### Short problem
Continue the passage below on the duties of a company auditor, starting after its last sentence.

### Text provided

•••

8. Before discussing the legality and validity of the other charges framed against the petitioners it is necessary to advert without much elaboration to the powers and duties of an auditor of a company as well as the directors of such an institution. Section 145 of the Indian Companies Act, as referred to already, is a statutory enactment defining the powers of an auditor. This provision is to a large extent based upon the observations and dicta contained in the well-known decisions of the English Courts. In re London and General Bank (No. 2) (1895) 2 Ch. 673 at 682 Lindley, L.J., observes as follows:

It is no part of an auditor’s duty to give advice, either to directors or shareholders, as to what they ought to do. An auditor has nothing to do with the prudence or imprudence of making loans with or without security. It is nothing to him whether the business of a company is being conducted prudently or imprudently, profitably or unprofitably. It is nothing to him whether dividends are properly or improperly declared, provided he discharges his own duty to the shareholders. His business is to ascertain and state the true financial position of the company at the time of the audit, and his duty is confined to that. But then comes the question, How is he to ascertain that position ? The answer is, By examining the books of the company. But he does not discharge his duty by doing this without inquiry and without taking any trouble to see that the books themselves shew the company’s true position. He must take reasonable care to ascertain that they do so. Unless he does this his audit would be worse than an idle farce. Assuming the books to be so kept as to show the true position of a company, the auditor has to frame a balance-sheet shewing that position according to the books and to certify that the balance-sheet presented is correct in that sense. But his first duty is to examine the books, not merely for the purpose of ascertaining what they do shew, but also for the purpose of satisfying himself that they shew the true financial position of the company.

•••

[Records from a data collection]

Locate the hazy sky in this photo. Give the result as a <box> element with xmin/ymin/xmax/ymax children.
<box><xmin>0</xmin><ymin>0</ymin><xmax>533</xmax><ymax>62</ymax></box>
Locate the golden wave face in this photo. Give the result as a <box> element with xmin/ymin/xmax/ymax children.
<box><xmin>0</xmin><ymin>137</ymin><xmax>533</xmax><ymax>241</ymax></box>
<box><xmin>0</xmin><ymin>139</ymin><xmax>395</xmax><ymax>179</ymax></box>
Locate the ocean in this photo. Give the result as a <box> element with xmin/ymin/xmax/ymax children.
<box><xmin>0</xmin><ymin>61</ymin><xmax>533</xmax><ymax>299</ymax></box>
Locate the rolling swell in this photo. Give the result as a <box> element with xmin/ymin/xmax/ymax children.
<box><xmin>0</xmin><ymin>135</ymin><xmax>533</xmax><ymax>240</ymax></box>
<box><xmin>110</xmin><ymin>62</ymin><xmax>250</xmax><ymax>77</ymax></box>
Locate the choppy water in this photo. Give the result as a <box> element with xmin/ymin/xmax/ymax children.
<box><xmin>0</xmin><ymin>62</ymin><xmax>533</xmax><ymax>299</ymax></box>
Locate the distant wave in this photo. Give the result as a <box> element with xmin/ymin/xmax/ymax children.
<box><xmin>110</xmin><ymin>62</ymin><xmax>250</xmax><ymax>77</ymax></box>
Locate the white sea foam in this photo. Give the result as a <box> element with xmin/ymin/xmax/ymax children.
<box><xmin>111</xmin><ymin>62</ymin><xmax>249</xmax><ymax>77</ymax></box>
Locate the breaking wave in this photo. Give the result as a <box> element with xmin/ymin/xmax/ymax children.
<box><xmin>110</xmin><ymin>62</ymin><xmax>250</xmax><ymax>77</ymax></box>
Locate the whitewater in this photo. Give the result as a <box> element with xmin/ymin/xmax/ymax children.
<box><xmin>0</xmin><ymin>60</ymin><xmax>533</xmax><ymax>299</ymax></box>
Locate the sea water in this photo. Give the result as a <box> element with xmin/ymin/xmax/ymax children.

•••

### Response to the exercise
This case has been considered in Kingston Cotton Mill Company (No. 2), In re(1896) 2 Ch. 279 at 284 and Lindley, L.J., in the Court of Appeal affirms and reiterates what was laid down in the earlier case and observes as follows:

I now come to the real question in this controversy, and that is, whether the appellants have been guilty of any breach of duty to the company. To decide this question it is necessary to consider (1) what their duty was; (2) how they performed it, and in what respects (if any) they failed to-perform it. The duty of an auditor generally was very carefully considered by this Court in London and General Bank, (No. 2), In re (1895) 2 Ch. 673 and I cannot usefully add anything to what will be found there. It was there pointed out that an auditor’s duty is to examine the books, ascertain that they are right, and to prepare a balance-sheet shewing the true financial position of the company at the time to which the balance-sheet refers. But it was also pointed out that an auditor is not an insurer, and that in the discharge of his duty he is only bound to exercise a reasonable amount of care and skill. It was further pointed out that in any particular case a reasonable amount of care and skill depends on the. circumstances of that case; that if there is nothing which ought to excite suspicion, less care may properly be considered reasonable than could be so considered if suspicion was or ought to have been aroused. These are the general principles which have to be applied to cases of this description. I. protest, however, against the notion that an auditor is bound to be suspicious as distinguished from reasonably careful. To substitute the one expression for the other may easily lead to serious error.

The company’s articles of association contain special regulations relating to auditors; see articles 129-140; but they do not impose upon the auditors any more onerous duties than those I have already mentioned

The learned Lord Justices in the Court of Appeal accepted the arguments of Mr. Haldane, as he then was, that a mere error of judgment on the part of an auditor is not enough. Lopes, L.J., also considers this question in the same strain as Lindley, L.J., and observes at page 288 in Kingston Cotton Mill Company (No. 2). In re : (1896) 2 Ch. 279 at 284.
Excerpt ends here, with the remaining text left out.